**Exercise aim**
Beginning with the line that contains "bumper in this photo.", extract each line through the end of the listing below, with no additions or omissions.

**Entries supplied**
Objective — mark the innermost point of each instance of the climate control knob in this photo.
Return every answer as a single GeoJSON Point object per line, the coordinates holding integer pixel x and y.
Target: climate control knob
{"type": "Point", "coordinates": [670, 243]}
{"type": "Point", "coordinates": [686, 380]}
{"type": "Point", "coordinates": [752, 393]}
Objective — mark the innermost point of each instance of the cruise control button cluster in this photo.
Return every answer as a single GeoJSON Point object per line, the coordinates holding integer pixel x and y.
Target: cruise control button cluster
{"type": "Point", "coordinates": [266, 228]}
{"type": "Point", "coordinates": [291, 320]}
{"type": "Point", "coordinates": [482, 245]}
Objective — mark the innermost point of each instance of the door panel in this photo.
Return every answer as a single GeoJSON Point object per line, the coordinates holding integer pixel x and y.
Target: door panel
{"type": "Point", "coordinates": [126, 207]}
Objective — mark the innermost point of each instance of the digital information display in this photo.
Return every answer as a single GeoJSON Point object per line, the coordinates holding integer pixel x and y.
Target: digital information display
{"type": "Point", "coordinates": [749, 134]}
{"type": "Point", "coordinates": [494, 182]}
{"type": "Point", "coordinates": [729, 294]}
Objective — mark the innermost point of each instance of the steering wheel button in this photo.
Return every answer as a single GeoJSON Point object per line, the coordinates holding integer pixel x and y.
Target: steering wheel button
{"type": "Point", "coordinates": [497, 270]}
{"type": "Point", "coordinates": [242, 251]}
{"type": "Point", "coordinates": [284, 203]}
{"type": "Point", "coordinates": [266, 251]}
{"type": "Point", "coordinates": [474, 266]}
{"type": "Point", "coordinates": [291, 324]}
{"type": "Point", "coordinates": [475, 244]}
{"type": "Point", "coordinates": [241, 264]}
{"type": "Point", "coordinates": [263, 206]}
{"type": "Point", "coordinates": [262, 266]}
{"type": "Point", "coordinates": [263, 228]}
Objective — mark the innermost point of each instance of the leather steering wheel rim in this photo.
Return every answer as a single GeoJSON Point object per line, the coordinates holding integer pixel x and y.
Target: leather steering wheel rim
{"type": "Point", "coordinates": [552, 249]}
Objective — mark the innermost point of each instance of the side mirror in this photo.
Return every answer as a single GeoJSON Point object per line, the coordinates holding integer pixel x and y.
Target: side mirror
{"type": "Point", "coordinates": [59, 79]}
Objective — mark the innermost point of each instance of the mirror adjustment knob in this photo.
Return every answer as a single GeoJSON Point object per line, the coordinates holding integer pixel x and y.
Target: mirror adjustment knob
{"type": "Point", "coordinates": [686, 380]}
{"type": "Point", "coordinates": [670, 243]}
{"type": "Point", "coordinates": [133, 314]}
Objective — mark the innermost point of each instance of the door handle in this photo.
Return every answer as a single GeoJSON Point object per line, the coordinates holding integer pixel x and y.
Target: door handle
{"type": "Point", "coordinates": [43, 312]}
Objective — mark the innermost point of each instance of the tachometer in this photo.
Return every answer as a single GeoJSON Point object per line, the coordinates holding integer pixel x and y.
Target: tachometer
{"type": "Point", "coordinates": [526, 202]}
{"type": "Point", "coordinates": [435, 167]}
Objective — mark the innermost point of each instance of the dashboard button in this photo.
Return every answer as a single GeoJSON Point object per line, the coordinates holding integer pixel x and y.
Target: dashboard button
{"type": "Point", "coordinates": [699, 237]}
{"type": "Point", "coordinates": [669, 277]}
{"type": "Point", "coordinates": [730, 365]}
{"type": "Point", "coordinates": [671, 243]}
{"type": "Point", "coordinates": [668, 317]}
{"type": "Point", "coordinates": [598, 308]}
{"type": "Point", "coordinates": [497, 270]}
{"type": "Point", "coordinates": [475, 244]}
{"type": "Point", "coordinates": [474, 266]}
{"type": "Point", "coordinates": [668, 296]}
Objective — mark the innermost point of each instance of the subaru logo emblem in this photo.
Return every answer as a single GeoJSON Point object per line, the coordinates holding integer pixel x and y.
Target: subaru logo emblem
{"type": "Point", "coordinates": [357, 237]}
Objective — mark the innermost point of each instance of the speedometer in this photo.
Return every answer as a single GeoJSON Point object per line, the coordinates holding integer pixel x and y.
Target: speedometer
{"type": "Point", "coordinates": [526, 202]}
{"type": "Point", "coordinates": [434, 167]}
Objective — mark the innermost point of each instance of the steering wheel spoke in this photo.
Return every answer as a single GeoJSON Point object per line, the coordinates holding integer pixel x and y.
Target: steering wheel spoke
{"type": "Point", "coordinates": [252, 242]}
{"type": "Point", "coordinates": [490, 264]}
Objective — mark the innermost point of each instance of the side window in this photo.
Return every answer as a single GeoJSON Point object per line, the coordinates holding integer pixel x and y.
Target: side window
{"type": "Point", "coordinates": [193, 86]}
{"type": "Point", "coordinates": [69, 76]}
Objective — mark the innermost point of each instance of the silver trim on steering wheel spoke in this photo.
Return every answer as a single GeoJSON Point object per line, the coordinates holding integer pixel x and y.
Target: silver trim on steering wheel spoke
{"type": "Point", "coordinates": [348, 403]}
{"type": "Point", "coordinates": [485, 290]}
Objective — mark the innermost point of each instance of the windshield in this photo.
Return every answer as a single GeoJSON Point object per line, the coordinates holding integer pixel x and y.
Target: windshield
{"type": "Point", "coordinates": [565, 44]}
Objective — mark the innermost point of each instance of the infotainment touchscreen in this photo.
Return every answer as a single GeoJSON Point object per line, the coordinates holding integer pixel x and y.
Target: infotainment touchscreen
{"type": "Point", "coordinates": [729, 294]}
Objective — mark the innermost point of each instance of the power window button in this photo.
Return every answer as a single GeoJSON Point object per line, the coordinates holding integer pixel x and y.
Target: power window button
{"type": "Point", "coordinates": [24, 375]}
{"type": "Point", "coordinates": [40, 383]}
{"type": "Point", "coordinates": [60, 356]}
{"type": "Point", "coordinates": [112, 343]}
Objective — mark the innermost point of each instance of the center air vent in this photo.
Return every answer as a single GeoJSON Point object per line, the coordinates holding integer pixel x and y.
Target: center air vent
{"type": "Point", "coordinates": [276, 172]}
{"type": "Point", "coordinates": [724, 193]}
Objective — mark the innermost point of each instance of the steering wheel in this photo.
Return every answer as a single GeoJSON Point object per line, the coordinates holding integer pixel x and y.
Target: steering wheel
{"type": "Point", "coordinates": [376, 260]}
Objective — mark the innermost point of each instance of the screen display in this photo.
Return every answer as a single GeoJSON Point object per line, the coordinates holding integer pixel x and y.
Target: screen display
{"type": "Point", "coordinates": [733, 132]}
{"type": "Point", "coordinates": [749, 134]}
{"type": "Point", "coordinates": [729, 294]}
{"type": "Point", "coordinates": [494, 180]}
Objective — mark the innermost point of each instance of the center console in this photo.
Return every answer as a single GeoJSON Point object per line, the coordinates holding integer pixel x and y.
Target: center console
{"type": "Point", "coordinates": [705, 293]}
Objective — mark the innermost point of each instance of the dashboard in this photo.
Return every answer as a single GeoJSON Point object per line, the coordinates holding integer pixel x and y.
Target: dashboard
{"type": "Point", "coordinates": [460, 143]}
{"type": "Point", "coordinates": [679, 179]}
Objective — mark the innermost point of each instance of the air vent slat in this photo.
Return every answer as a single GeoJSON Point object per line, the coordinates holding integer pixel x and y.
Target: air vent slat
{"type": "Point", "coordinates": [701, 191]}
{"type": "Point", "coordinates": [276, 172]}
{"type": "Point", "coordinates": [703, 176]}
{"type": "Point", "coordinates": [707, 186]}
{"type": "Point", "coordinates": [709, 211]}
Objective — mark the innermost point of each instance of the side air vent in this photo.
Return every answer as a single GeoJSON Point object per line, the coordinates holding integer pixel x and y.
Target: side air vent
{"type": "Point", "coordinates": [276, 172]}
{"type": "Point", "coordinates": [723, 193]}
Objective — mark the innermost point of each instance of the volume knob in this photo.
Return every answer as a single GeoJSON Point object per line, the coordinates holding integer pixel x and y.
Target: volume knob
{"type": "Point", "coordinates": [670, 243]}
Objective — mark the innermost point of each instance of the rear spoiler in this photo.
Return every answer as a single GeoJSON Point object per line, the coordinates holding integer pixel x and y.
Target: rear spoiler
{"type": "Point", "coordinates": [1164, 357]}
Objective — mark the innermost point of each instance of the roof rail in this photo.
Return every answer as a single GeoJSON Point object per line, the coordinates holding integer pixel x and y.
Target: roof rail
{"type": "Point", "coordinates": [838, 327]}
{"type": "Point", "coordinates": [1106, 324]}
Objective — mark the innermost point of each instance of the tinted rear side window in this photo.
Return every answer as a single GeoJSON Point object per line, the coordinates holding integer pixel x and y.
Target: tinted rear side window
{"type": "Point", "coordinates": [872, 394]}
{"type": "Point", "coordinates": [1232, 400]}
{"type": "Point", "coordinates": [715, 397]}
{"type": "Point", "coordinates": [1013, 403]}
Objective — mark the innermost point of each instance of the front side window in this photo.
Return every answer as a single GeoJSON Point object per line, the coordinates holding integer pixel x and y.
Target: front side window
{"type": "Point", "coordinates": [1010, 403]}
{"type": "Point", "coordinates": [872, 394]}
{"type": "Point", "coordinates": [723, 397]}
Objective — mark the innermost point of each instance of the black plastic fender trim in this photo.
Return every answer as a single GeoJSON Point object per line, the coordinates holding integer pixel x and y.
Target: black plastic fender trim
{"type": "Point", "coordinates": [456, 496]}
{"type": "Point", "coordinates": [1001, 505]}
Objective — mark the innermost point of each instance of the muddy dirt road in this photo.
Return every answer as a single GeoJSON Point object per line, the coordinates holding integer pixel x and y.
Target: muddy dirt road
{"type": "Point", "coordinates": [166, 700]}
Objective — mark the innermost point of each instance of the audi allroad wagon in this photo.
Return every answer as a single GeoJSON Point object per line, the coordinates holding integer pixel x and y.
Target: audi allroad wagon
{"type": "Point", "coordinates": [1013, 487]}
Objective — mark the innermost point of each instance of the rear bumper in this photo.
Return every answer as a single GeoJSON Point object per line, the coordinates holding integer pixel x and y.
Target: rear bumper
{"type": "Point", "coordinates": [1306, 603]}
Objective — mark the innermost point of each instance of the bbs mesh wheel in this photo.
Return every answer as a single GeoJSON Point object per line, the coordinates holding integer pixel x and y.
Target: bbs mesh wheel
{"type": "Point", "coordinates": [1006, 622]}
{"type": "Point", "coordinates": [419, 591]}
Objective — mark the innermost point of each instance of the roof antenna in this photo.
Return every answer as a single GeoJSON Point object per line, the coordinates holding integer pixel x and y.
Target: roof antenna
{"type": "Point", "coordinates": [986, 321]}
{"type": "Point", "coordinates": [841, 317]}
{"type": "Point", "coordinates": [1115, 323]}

**In response**
Objective — mark the innermost point of each instance of the rear bumper in this photo.
Return every answer as a single GeoJSON Point object per line, the coordinates holding integer pixel x and y.
Target: rear bumper
{"type": "Point", "coordinates": [1306, 603]}
Objective — mark the innermost point of each instance of the bbs mesh wheel in this photo.
Return every answer as a single GeoJSON Point object per line, the coordinates holding integer pixel x and y.
Target: bbs mesh wheel
{"type": "Point", "coordinates": [1006, 622]}
{"type": "Point", "coordinates": [419, 591]}
Objective — mark the innermost point of each instance of the roof antenna in this photo.
Return every answer as a single GeoJSON Point object per line, the coordinates holding integer pixel x and y.
Target: roof antenna
{"type": "Point", "coordinates": [986, 321]}
{"type": "Point", "coordinates": [841, 317]}
{"type": "Point", "coordinates": [1115, 323]}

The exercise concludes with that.